Types of Under-Sink Shutoff Valves

Under-sink shutoff valves, also called fixture shutoffs or stop valves, allow you to turn off the water to the sink (or other fixture) without having to use the home's main shutoff. These inexpensive little valves rarely get used, and when they do, sometimes they leak. If this happens to you, you can simply replace the valve with a new valve that matches the old one. Identifying which type of valve you have is a good first step in replacing it.

  • 01 of 09

    Straight Shutoff Valve

    Straight stop valve
    Photo © Aaron Stickley

    Straight stop valves are typically found when the water supply pipe comes up from below the floor or cabinet. The fixture supply tube connects to the top of the valve in the same line as the supply pipe. The handle of a straight stop is located in the middle of the valve body, between the inlet and outlet ports.

  • 02 of 09

    Angle Stop Valve

    Angle stop valve
    Photo © Aaron Stickley

    Angle stop valves are normally used when the water line comes out from the wall and the outlet side of the valve will be perpendicular to the inlet side. The handle of an angle stop valve is parallel to the wall and usually faces the front for easy access.

Dataset entries:
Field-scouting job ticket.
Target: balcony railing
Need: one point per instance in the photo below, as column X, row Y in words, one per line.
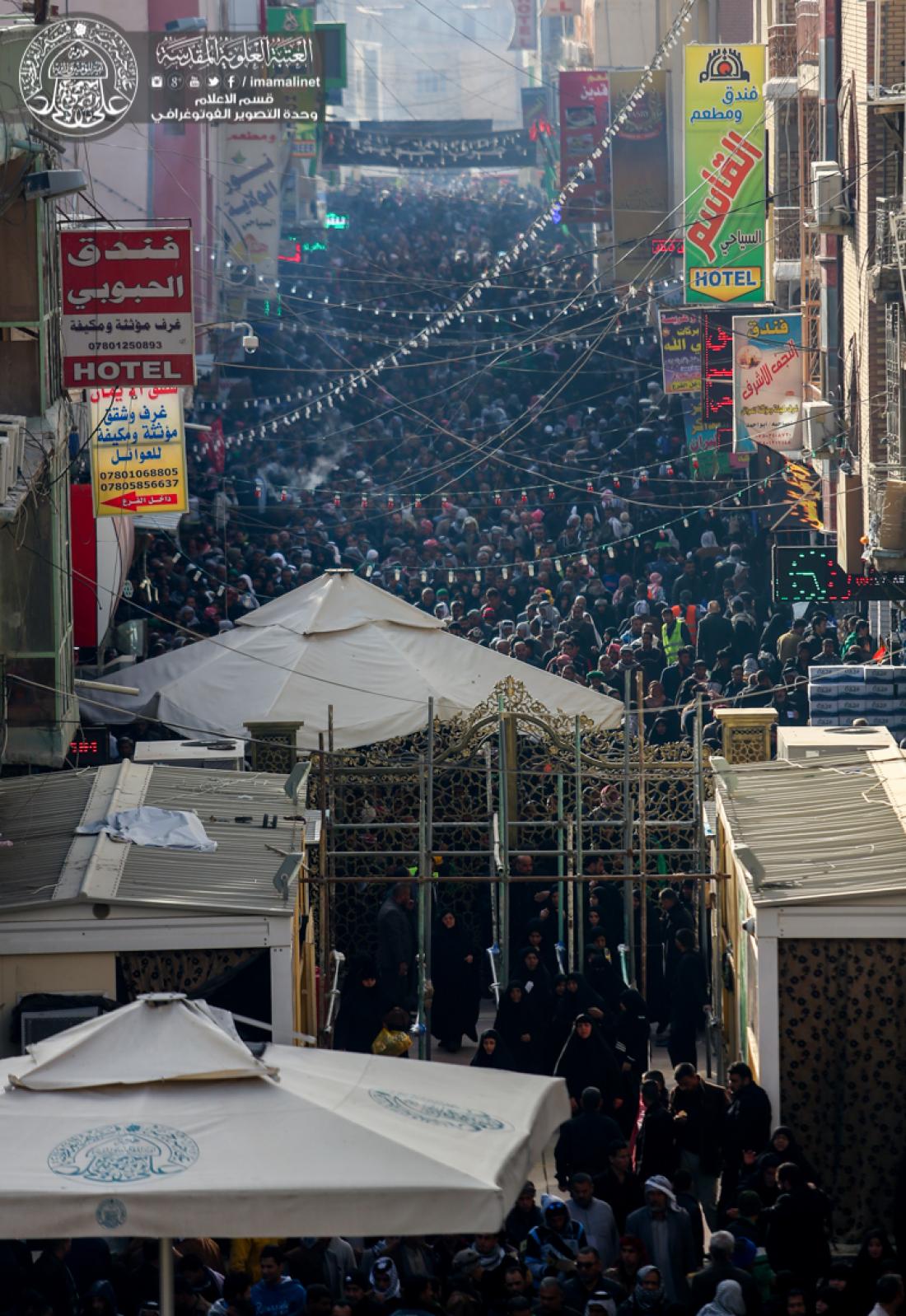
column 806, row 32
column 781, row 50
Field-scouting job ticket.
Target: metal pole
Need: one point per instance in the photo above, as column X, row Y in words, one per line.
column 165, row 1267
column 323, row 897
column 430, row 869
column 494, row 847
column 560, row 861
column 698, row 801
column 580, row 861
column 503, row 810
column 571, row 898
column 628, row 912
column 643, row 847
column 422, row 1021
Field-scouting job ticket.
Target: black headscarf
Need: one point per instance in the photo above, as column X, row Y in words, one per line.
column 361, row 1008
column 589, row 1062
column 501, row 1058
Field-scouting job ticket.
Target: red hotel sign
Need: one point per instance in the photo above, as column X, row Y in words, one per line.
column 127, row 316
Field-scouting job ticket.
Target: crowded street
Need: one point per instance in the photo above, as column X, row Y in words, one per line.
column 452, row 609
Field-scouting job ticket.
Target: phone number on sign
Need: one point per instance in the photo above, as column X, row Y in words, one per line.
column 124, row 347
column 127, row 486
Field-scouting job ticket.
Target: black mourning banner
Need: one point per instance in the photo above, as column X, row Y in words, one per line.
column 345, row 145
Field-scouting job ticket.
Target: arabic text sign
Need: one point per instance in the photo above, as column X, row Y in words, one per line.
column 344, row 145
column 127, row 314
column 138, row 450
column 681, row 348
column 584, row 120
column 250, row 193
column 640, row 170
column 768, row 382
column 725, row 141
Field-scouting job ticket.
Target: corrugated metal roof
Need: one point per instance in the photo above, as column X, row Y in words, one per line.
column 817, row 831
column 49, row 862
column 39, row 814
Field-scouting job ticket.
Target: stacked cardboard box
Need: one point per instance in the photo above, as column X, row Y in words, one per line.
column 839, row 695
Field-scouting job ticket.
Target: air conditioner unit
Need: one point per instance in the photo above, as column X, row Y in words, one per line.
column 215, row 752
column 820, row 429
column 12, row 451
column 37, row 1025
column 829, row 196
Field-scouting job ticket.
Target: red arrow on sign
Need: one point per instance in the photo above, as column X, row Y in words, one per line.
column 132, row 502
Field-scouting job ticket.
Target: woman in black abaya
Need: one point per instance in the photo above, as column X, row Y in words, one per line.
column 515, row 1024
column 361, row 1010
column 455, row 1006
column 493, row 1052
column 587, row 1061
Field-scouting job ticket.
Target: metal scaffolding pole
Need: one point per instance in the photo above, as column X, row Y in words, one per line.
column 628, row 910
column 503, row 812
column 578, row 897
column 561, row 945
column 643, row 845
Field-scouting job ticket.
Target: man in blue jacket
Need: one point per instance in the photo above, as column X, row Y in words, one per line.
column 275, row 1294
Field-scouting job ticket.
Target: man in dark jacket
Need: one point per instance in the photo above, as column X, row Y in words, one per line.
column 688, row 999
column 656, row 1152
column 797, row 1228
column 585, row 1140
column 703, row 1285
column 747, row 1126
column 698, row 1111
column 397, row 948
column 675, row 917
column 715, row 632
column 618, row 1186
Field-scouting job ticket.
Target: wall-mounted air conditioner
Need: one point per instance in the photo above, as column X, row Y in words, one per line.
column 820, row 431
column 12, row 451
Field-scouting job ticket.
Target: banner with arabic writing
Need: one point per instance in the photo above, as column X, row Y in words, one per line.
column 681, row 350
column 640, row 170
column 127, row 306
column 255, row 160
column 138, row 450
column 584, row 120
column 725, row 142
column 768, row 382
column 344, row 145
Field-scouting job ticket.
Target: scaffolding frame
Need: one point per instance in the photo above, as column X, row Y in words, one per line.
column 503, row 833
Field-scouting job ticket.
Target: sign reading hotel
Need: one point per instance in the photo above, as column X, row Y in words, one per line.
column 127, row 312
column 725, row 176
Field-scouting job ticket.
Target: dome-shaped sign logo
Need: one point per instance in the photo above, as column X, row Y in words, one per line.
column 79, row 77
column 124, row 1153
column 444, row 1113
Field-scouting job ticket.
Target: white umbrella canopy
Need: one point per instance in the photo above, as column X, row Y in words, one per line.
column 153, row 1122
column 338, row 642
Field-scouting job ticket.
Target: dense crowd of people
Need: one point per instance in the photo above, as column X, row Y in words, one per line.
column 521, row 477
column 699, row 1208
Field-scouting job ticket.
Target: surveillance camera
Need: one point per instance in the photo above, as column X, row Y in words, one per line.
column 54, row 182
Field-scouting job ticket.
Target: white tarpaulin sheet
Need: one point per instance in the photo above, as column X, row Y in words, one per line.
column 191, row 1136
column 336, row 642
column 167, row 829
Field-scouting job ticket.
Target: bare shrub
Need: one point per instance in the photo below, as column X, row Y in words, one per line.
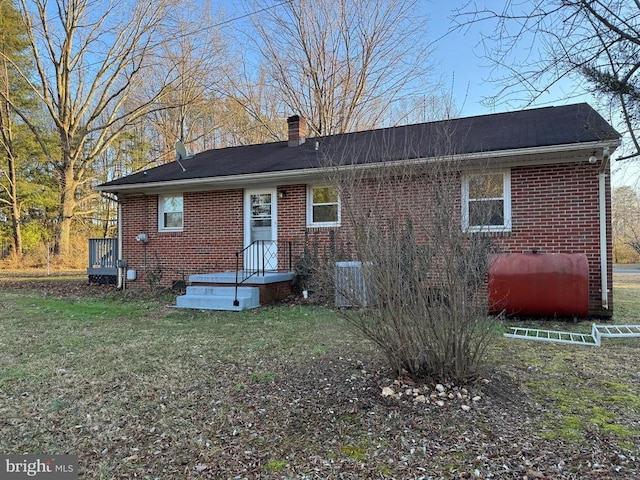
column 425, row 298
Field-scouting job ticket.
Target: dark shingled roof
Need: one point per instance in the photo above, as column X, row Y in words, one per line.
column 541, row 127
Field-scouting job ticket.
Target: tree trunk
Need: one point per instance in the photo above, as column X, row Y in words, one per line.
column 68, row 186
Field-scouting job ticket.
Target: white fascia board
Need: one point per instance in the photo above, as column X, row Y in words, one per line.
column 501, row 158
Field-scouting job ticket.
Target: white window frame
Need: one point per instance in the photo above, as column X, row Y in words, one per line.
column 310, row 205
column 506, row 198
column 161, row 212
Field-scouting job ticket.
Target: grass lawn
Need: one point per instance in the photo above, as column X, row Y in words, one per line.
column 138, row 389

Instruction: Transcribe the passage from the under-sink shutoff valves text between "Straight stop valves" and "and outlet ports.", inclusive.

Solved exercise:
Straight stop valves are typically found when the water supply pipe comes up from below the floor or cabinet. The fixture supply tube connects to the top of the valve in the same line as the supply pipe. The handle of a straight stop is located in the middle of the valve body, between the inlet and outlet ports.